What is expected:
Please state how many lines in the entries below contain the word "white". Give only the number.

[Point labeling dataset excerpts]
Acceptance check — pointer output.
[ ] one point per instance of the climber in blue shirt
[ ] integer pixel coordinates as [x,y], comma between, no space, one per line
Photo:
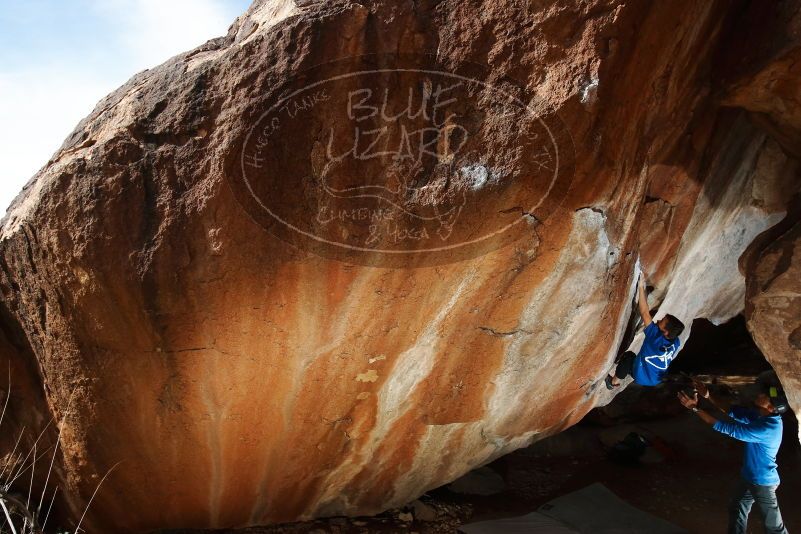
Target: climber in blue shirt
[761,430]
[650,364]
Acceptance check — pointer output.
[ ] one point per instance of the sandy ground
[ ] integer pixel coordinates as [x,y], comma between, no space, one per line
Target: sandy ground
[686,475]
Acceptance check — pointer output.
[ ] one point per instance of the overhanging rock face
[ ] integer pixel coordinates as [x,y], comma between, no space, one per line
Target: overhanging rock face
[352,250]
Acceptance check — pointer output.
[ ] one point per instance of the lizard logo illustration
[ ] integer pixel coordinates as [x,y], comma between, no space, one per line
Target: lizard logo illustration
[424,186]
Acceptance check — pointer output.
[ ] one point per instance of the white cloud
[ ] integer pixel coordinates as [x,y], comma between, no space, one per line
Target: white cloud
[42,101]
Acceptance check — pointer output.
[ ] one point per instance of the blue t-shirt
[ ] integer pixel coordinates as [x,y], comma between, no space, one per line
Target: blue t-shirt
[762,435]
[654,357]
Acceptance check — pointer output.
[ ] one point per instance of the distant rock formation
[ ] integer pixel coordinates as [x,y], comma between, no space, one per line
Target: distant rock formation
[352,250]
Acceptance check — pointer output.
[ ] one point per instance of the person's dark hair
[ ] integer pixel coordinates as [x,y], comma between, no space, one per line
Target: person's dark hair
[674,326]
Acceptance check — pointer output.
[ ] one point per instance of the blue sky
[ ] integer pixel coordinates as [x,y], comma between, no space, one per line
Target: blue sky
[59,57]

Exercise response:
2